*Description of the task:* Give everything from the line containing "Where can the dining" down to the line containing "<point>463,60</point>", both included, as a numbered list of the listing's lines, leaving out blank lines.

*Dataset extract:*

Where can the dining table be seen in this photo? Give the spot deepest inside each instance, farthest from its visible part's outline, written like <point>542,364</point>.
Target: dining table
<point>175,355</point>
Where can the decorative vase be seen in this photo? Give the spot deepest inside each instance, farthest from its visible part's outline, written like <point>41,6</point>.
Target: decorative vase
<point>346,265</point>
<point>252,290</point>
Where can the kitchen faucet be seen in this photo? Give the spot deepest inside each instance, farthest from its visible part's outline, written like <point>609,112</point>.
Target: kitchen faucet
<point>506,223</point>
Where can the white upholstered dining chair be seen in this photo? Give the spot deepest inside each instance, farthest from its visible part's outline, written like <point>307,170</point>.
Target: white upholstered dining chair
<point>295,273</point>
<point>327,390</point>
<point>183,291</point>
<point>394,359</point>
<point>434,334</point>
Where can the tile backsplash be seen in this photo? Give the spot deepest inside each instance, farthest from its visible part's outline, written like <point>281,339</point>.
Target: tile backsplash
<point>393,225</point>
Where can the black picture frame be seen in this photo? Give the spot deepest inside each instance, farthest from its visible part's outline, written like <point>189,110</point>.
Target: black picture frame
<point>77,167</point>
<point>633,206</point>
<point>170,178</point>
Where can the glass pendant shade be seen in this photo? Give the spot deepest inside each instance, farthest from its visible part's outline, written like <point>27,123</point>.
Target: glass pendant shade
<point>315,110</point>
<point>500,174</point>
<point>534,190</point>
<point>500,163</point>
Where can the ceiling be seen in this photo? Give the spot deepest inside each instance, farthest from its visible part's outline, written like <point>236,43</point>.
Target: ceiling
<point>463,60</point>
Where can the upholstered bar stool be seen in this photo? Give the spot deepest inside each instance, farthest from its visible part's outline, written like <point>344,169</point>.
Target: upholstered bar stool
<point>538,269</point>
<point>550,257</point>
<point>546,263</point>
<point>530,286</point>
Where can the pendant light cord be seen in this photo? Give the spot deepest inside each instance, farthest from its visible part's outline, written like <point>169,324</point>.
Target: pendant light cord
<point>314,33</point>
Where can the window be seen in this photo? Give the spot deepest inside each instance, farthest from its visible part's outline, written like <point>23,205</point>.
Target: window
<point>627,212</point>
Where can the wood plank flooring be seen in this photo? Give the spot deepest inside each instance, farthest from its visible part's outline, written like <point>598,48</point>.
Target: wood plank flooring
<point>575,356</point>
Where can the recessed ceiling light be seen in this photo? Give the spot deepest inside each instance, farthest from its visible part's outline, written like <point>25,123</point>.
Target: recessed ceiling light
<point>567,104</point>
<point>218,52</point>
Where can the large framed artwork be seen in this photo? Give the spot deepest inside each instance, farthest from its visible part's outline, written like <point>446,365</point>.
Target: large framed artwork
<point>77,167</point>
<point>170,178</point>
==
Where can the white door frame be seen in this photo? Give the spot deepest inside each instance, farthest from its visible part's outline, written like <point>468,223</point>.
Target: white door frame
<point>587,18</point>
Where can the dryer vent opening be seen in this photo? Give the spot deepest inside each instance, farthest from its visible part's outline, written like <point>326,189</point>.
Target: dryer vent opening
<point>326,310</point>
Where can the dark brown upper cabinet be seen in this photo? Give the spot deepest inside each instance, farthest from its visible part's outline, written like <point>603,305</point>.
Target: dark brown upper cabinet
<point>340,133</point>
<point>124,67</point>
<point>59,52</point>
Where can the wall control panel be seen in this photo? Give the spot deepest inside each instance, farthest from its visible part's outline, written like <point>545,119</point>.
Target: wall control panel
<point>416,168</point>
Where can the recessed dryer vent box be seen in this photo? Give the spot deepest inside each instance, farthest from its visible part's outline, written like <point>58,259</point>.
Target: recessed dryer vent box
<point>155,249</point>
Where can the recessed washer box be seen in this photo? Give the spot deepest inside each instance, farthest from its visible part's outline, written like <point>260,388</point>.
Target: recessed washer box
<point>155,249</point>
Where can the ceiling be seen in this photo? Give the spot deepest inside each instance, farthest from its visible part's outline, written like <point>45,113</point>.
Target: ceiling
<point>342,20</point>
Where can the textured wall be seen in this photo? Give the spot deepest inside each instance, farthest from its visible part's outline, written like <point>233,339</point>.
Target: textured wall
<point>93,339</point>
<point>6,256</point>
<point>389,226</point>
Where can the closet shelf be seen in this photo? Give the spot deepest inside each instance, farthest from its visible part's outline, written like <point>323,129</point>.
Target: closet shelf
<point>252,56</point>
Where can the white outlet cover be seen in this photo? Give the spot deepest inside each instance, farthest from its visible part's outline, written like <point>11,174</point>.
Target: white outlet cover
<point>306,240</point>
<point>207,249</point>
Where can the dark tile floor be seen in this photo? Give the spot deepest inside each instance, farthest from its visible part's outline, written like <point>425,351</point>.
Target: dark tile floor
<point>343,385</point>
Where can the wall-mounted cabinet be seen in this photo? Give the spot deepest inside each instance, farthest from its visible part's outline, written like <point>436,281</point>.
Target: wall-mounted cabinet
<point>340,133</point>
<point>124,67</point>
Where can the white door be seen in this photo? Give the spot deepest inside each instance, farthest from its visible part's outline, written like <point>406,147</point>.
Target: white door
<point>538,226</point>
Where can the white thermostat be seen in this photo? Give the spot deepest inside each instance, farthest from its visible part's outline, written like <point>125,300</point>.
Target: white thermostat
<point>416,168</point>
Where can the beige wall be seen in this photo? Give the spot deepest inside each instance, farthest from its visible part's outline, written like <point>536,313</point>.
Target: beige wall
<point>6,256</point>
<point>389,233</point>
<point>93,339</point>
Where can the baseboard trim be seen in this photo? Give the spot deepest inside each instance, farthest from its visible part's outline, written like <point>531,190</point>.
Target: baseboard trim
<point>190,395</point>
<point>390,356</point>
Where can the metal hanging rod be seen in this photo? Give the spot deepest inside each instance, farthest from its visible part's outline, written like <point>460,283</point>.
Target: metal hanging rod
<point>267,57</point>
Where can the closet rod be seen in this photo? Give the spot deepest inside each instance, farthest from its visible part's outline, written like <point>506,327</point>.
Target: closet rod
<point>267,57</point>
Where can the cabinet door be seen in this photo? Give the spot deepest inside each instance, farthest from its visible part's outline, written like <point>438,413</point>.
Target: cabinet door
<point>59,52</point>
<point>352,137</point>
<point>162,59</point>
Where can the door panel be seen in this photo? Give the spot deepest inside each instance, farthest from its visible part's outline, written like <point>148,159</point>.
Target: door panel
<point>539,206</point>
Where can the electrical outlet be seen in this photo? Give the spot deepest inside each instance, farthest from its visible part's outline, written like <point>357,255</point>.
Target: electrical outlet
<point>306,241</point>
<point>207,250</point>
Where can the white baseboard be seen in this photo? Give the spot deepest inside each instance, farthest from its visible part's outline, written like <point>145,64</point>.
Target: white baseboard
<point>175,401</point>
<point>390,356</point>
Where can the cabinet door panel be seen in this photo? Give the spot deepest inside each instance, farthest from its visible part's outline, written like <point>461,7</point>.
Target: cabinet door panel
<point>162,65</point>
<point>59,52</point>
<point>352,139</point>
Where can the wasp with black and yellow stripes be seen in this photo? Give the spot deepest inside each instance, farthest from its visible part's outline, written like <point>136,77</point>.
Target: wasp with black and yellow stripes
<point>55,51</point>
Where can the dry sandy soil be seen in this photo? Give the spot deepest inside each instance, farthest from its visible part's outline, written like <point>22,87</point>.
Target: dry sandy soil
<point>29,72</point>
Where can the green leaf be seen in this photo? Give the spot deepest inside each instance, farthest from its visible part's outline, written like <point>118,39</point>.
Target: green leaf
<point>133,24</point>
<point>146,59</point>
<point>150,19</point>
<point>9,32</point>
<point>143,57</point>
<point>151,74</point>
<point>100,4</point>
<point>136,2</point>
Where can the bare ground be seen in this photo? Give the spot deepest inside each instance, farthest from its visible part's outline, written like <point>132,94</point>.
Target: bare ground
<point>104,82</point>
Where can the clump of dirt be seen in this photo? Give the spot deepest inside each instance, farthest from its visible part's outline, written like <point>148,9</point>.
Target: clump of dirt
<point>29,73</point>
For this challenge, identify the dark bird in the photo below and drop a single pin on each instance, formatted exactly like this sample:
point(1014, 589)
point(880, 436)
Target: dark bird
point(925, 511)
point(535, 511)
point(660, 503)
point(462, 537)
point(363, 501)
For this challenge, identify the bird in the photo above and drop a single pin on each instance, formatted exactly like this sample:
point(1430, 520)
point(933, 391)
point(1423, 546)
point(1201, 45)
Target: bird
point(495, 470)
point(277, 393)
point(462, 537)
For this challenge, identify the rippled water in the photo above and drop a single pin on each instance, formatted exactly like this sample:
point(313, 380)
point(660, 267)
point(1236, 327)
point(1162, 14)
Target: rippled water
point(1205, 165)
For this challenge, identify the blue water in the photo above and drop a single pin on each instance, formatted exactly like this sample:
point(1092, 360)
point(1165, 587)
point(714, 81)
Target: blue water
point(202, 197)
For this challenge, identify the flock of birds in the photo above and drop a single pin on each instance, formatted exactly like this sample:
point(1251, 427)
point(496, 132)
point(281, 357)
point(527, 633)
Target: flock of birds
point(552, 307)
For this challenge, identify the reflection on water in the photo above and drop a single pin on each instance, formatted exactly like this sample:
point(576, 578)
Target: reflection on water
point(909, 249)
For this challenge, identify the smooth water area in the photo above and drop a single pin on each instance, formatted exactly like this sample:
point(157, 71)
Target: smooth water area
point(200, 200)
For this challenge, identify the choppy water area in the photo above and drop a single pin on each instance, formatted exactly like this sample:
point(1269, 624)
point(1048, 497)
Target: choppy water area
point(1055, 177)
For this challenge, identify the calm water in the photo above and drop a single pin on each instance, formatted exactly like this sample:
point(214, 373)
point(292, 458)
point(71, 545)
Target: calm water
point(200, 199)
---
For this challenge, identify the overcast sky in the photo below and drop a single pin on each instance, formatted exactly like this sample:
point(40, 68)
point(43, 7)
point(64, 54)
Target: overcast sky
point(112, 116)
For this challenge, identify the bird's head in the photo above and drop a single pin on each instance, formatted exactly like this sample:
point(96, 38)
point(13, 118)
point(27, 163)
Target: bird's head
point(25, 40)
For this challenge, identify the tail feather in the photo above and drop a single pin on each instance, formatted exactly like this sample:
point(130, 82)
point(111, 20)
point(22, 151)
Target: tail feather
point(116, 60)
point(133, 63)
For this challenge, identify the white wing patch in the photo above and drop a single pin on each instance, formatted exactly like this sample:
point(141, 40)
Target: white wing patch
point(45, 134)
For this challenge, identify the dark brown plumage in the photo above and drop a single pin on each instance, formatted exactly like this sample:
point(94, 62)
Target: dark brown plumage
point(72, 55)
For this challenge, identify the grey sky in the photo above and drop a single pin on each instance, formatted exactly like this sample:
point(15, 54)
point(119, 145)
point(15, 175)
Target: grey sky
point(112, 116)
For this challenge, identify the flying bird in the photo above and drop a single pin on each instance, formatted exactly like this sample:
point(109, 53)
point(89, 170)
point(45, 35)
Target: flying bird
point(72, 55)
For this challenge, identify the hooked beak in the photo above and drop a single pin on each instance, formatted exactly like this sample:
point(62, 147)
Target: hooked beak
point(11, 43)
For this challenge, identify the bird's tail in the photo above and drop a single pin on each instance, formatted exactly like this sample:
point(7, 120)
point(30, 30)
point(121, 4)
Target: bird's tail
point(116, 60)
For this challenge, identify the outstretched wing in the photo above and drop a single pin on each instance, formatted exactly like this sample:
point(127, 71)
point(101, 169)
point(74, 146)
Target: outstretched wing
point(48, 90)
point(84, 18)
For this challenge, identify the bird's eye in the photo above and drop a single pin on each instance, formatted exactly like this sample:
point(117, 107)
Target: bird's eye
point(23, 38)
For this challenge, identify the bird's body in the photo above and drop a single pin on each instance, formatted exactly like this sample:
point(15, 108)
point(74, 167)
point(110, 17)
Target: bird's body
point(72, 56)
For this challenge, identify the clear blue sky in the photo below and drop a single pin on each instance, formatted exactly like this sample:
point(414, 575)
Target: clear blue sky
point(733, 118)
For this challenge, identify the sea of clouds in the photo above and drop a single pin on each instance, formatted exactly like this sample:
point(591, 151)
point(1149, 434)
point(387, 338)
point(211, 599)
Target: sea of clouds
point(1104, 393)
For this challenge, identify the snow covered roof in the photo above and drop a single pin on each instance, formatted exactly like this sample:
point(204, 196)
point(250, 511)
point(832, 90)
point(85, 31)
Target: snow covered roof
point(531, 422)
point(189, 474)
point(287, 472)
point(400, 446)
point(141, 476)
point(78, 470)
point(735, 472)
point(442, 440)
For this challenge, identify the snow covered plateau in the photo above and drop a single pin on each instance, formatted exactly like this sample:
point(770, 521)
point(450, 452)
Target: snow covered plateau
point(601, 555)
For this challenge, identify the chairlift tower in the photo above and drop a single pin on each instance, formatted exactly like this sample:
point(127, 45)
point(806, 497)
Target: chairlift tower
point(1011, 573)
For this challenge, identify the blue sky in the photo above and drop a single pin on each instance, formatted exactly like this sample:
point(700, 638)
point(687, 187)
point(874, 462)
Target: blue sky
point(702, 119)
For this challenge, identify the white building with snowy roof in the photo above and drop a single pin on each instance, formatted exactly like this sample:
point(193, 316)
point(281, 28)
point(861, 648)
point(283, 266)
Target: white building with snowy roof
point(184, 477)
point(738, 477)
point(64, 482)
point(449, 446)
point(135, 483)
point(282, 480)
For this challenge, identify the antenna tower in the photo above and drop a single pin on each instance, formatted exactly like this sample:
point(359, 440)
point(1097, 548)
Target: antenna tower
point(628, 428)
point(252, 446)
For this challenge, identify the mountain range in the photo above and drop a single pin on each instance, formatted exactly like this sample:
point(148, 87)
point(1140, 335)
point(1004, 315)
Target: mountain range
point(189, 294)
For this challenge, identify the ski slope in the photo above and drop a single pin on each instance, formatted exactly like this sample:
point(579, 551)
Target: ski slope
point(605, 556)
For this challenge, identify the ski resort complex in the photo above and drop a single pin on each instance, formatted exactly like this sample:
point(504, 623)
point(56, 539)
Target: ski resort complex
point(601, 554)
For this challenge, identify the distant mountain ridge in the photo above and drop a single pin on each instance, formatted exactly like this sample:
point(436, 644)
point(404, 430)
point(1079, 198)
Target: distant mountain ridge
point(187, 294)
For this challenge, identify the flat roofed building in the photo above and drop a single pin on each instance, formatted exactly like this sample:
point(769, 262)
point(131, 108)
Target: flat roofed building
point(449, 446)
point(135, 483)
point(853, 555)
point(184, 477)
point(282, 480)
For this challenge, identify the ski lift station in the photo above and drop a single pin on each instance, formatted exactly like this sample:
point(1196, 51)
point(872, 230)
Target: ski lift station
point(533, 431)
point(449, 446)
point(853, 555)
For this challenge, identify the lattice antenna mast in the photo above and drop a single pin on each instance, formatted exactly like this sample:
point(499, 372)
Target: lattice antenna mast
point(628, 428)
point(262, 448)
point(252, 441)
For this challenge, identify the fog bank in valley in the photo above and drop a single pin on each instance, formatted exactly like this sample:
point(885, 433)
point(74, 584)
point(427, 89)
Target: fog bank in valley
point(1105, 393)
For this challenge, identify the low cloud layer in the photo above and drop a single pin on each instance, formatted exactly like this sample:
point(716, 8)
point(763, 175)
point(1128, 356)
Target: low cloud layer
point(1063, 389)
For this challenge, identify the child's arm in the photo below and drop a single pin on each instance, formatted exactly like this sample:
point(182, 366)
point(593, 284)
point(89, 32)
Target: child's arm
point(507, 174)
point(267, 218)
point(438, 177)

*Expected output:*
1. Where can the dining table be seen in this photo? Give the spot deepest inside each instance, farthest from its visible part's outline, written like <point>542,364</point>.
2. Target: dining table
3. <point>175,355</point>
4. Where can the decorative vase be seen in this photo? Give the spot deepest inside each instance, farthest from its visible part's outline, written like <point>41,6</point>.
5. Target: decorative vase
6. <point>346,265</point>
7. <point>252,290</point>
8. Where can the kitchen faucet be seen in this photo? Give the spot deepest inside each instance, farthest from its visible part's outline, written like <point>609,112</point>.
9. Target: kitchen faucet
10. <point>506,223</point>
11. Where can the white upholstered dining chair be seen in this photo? Give the spot deepest inside each instance, farthest from its visible part's outline, written like <point>307,170</point>.
12. Target: white upholstered dining chair
13. <point>295,273</point>
14. <point>327,390</point>
15. <point>183,291</point>
16. <point>394,359</point>
17. <point>434,334</point>
18. Where can the tile backsplash be seen in this photo? Give the spot deepest inside each instance, farthest from its visible part's outline, written like <point>281,339</point>.
19. Target: tile backsplash
20. <point>393,225</point>
21. Where can the black picture frame be seen in this photo? Give the spot deepest inside each instance, farthest from its visible part's outline, written like <point>189,110</point>.
22. Target: black picture frame
23. <point>77,167</point>
24. <point>633,206</point>
25. <point>170,178</point>
26. Where can the glass pendant shade be seen in this photo? Give the spot deepest inside each instance, farthest from its visible part's outline, written like <point>27,123</point>.
27. Target: glass pendant shade
28. <point>315,110</point>
29. <point>500,174</point>
30. <point>534,190</point>
31. <point>500,163</point>
32. Where can the ceiling be seen in this photo? Give the spot deepest inside each instance, farthest from its visible part's outline, written like <point>236,43</point>.
33. Target: ceiling
34. <point>463,60</point>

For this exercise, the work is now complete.